The task
Could you copy out the blog post about the migraine below, word for word and in full?

Provided passage
◇ ◇ ◇ ◇ ◇ ◇ ◇

I have the MOTHER of all migraines right now. I woke up with a headache this morning when I got up for the gym so I took Excedrin right away. Didn’t make it to the gym, obviously, so I vegetated on the couch for a bit. Where my headache developed into a migraine AFTER I took my medication. Fast and furious and totally debilitating. Sobbing, moaning and wincing at every sound. Throwing up with no relief. I couldn’t even lay down to sleep- I put a bag of ice on the back of the couch, wrapped myself in a blanket, laid my head on the ice, pulled the blanket over my head and slept sitting up. Well, “slept” isn’t really what my head allowed- more like hallucinated. Maybe it was the illegal codeine I took when the Excedrin didn’t work. Whatever. I think I may have invented a machine that reverses barometric pressure in homes and solved the nation’s financial crisis. Maybe. If I can remember. I know it seemed to work when I was dozing under the blanket…
I can’t muster any Christmas spirit right now. I can’t even muster getting out of bed. So I’ll just recap what I saw and heard walking through Rockefeller Center last week.
I saw the taping of the NBC Christmas commercial- you know, all the employees and newscasters singing We Wish you a Merry Christmas in front of the tree. And I didn’t recognize any of them. I need to watch more TV news, I guess. The funny thing about the whole thing were the giant lyrics plastered on the opposite end of the skating rink. Really? What, can’t remember the words to We Wish you a Merry Christmas? Pathetic.
Weaving my way through the hordes of tourists (stay home, people! Or come in on the weekends!) I heard a little girl around five years old arguing with her mother about the Rock Center Christmas tree. She insisted that was NOT the tree they saw on TV. It’s too big! The tree on TV was only “THIS TALL!” holding her hands out around 8 inches apart. I caught the Dad’s eye and we laughed. Cute and clueless.
We have to decorate a Gingerbread house now. I’ve been useless and unproductive all day. Let me show a little love to the girls then it’s back to bed.
My barometer. When it goes up the pipe I need to go to sleep.

◇ ◇ ◇ ◇ ◇ ◇ ◇

Source information
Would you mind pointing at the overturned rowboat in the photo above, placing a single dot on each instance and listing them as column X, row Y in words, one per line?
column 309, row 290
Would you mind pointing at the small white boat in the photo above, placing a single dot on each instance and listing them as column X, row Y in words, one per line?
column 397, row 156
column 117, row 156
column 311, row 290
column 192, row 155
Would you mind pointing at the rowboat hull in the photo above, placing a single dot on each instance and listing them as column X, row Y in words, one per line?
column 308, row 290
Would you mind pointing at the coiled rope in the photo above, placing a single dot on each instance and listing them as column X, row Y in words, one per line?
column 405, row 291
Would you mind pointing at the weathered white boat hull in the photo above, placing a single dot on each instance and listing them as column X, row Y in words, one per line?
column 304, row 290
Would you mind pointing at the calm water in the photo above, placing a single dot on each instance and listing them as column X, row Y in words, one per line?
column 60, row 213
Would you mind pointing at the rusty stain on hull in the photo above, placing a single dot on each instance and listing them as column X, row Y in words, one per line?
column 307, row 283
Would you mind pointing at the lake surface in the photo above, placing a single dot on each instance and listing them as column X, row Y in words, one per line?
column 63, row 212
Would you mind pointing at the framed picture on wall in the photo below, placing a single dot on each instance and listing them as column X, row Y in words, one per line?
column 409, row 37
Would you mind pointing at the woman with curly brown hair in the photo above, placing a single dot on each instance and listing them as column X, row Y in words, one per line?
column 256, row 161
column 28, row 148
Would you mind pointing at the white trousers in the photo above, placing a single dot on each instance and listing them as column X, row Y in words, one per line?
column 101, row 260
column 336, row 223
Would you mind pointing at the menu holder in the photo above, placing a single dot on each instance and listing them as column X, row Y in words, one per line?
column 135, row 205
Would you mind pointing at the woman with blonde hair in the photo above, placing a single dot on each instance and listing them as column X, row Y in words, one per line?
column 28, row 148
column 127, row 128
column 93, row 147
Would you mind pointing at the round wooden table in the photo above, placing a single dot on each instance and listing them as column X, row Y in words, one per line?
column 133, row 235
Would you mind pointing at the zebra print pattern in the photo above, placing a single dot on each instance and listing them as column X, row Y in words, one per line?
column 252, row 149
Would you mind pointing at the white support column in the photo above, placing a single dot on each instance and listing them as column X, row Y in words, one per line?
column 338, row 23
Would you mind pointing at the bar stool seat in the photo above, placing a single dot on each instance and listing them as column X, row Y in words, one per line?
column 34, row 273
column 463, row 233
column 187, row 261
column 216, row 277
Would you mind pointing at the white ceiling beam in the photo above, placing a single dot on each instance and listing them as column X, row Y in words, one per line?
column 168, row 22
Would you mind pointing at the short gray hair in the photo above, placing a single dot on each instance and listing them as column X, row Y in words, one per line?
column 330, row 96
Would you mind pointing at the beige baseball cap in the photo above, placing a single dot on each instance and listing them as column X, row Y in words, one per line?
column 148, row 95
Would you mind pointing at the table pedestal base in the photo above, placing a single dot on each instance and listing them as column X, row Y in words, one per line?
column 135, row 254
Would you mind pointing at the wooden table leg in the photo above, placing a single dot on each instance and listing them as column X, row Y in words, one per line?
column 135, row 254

◇ ◇ ◇ ◇ ◇ ◇ ◇

Completed exercise
I have the MOTHER of all migraines right now. I woke up with a headache this morning when I got up for the gym so I took Excedrin right away. Didn’t make it to the gym, obviously, so I vegetated on the couch for a bit. Where my headache developed into a migraine AFTER I took my medication. Fast and furious and totally debilitating. Sobbing, moaning and wincing at every sound. Throwing up with no relief. I couldn’t even lay down to sleep- I put a bag of ice on the back of the couch, wrapped myself in a blanket, laid my head on the ice, pulled the blanket over my head and slept sitting up. Well, “slept” isn’t really what my head allowed- more like hallucinated. Maybe it was the illegal codeine I took when the Excedrin didn’t work. Whatever. I think I may have invented a machine that reverses barometric pressure in homes and solved the nation’s financial crisis. Maybe. If I can remember. I know it seemed to work when I was dozing under the blanket…
I can’t muster any Christmas spirit right now. I can’t even muster getting out of bed. So I’ll just recap what I saw and heard walking through Rockefeller Center last week.
I saw the taping of the NBC Christmas commercial- you know, all the employees and newscasters singing We Wish you a Merry Christmas in front of the tree. And I didn’t recognize any of them. I need to watch more TV news, I guess. The funny thing about the whole thing were the giant lyrics plastered on the opposite end of the skating rink. Really? What, can’t remember the words to We Wish you a Merry Christmas? Pathetic.
Weaving my way through the hordes of tourists (stay home, people! Or come in on the weekends!) I heard a little girl around five years old arguing with her mother about the Rock Center Christmas tree. She insisted that was NOT the tree they saw on TV. It’s too big! The tree on TV was only “THIS TALL!” holding her hands out around 8 inches apart. I caught the Dad’s eye and we laughed. Cute and clueless.
We have to decorate a Gingerbread house now. I’ve been useless and unproductive all day. Let me show a little love to the girls then it’s back to bed.
My barometer. When it goes up the pipe I need to go to sleep.